## BEGIN Provided passage

Alec Gillis Interview

Posted by Darkness on June 13, 2019 (Updated: 02-Aug-2019)

 Alec Gillis Interview

Wolf Predator

Adam: That kind of segues into our next question. Studio ADI worked on three different Predator films now and like you were saying they’ve had different visions from the directors like Anderson wanted something more imposing and heavily armored; the Strause brothers wanted something more akin to the originals and Shane Black wanted something more focused on movement. So which of your different takes on the creature has been the most interesting to work on and realize would you say?

Well I think that the Wolf Predator afforded us a little bit more of our own design freedom than the other two did. Meaning that the directors were like “Make him cool. We loved the original” so we were able to kind of like kick around ideas and come up with this idea that he is a veteran. That he’s like the equivalent of like a 45-year-old guy. He’s like Tom Berenger in Platoon. He’s scarred up. He’s got a bunch of gadgets and the whip for instance was our idea. That it’s a very it’s a very tactile kind of like badass weapon that imagine if it was so serrated you could like cut an Alien and a half but so there was a lot more fun to be had on that one and the Wolf Predator was unmasked so briefly that we were emboldened enough to not feel like we had to use the performers eyes so we gave him mechanical eyes which allowed us to change his facial proportions.

## END Provided passage

> [Stated problem A]:
In the rows, rewrite the lines from the line with "is the person's" up to and including the line with "(403, 337), (463, 394)", changing "leg" to "foot" and leaving everything else unchanged.

## BEGIN Supplied material

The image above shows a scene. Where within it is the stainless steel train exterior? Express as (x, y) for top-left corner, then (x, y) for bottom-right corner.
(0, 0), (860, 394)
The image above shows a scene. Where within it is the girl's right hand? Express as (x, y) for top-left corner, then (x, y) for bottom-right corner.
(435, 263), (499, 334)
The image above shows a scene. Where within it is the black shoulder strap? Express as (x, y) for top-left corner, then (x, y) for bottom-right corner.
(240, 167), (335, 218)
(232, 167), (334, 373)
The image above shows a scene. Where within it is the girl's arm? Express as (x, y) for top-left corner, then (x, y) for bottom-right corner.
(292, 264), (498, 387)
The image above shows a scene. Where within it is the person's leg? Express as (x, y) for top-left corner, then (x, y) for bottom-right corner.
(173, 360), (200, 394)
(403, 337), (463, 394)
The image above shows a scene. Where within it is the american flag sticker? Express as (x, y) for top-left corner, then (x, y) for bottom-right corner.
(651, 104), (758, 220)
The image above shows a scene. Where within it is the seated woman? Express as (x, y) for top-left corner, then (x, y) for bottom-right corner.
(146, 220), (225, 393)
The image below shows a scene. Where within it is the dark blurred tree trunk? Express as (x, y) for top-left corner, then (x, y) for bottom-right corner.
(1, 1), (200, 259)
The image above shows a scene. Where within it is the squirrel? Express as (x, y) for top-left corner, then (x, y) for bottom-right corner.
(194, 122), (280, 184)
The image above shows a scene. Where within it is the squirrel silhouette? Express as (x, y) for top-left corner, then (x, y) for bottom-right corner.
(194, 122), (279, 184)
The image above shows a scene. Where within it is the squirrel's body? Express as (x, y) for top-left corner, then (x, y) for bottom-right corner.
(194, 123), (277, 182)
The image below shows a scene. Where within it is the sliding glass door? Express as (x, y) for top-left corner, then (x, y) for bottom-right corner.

## END Supplied material

> [Stated problem B]:
Name every director or directing team mentioned in the Alec Gillis interview.

> [Exercise solution A]:
The image above shows a scene. Where within it is the person's foot? Express as (x, y) for top-left corner, then (x, y) for bottom-right corner.
(173, 360), (200, 394)
(403, 337), (463, 394)

> [Exercise solution B]:
Anderson, the Strause brothers, Shane Black